-- begin SELECTED EXTRACT --

Matt Stoller nails it in his article below.  In order to arrive at Buffet’s conclusion, you must start with the premise that the banks did nothing wrong.  50 AGs filing actions against the banks and Buffet arrives at the conclusion that the solution will be hormones?!  Time and time again we see these subtle statements implying that the fault is the homeowners.  That they are the deadbeats.  But if you took that premise out and judged fairly, all these guys would be in jail.  Buffet has a financial stake in seeing the banks as prosperous and doing no wrong.

Matt Stoller:  Warren Buffet says, “Hormones” Will Fix the Housing Crisis

By Matt Stoller, the former Senior Policy Advisor to Rep. Alan Grayson and a fellow at the Roosevelt Institute. 

Last week, Warren Buffett made some news with his folksy, charming as always shareholder letter.  Most people focused on his admission that he was wrong about the housing crisis.   Buffett pointed to his year ago statement that “a housing recovery will probably begin within a year or so.”  And he said, graciously, that this prediction “was dead wrong.”  This is rhetorically notable, because it’s so rare that our masters of the universe ever admit error.  But it is just more PR dressing up bad policies.

-- end SELECTED EXTRACT --
-- begin STORED DATA --

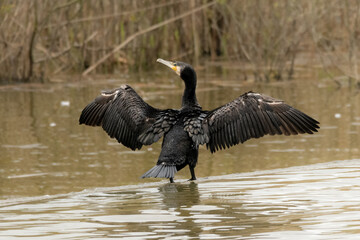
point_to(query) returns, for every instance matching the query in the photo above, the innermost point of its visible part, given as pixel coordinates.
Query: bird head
(184, 70)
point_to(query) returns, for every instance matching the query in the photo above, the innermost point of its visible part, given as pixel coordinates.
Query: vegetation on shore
(42, 38)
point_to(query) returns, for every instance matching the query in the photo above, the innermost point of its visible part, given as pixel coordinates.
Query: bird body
(124, 115)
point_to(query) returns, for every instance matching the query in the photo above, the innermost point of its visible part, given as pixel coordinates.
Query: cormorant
(124, 115)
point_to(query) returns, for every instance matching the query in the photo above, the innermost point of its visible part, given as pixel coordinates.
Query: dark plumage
(124, 115)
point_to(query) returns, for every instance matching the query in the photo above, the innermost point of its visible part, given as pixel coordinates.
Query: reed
(42, 38)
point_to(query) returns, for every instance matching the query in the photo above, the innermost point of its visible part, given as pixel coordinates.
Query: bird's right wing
(124, 115)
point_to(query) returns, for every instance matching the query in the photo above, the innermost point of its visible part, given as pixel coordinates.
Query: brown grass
(42, 38)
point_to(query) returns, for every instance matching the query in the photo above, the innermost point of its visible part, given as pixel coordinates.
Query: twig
(141, 32)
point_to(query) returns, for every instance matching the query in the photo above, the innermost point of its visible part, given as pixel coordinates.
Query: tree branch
(141, 32)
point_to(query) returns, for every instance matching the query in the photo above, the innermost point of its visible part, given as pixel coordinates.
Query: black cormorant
(124, 115)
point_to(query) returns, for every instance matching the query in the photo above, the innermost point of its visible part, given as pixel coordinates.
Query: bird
(124, 115)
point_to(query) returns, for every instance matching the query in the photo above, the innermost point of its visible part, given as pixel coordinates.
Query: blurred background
(266, 39)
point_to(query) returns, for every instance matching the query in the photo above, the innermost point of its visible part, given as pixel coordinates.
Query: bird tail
(161, 171)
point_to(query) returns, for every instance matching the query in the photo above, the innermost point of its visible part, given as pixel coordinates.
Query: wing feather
(124, 115)
(253, 115)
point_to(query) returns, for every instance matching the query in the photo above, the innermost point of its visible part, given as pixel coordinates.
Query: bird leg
(192, 171)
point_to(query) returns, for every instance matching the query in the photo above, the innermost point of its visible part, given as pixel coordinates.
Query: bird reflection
(180, 194)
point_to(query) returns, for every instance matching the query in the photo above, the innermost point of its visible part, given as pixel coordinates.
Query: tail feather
(161, 171)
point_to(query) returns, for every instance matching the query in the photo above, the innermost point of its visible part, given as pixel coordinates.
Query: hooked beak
(170, 64)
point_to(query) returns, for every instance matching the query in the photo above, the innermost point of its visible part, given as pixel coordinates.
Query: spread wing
(124, 115)
(253, 115)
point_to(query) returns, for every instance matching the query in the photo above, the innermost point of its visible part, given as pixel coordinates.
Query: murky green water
(59, 180)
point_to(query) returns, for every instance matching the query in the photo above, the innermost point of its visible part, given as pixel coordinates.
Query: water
(59, 180)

-- end STORED DATA --

* **DIRECTIVE 1**
In the Buffett commentary, why does the writer call Buffett's admission that he was wrong "rhetorically notable"? Answer in one to three sentences.
* **DIRECTIVE 2**
Do these statements agree with the Buffett commentary? Answer yes or no for each and quote the words that decide it.
(a) A year earlier, Buffett said a housing recovery would probably begin within about a year.
(b) The 50 AGs filed actions against homeowners.
(c) Most people focused on Buffett's admission that he was wrong about the housing crisis.
* **DIRECTIVE 3**
Print the part of the Buffett commentary starting with "Matt Stoller nails" and going on through "doing no wrong.".

* **FINAL ANSWER 1**
The writer calls it rhetorically notable because it is so rare for "our masters of the universe" to ever admit error.

* **FINAL ANSWER 2**
(a) Yes: "a housing recovery will probably begin within a year or so."
(b) No: "50 AGs filing actions against the banks"
(c) Yes: "Most people focused on his admission that he was wrong about the housing crisis."

* **FINAL ANSWER 3**
Matt Stoller nails it in his article below.  In order to arrive at Buffet’s conclusion, you must start with the premise that the banks did nothing wrong.  50 AGs filing actions against the banks and Buffet arrives at the conclusion that the solution will be hormones?!  Time and time again we see these subtle statements implying that the fault is the homeowners.  That they are the deadbeats.  But if you took that premise out and judged fairly, all these guys would be in jail.  Buffet has a financial stake in seeing the banks as prosperous and doing no wrong.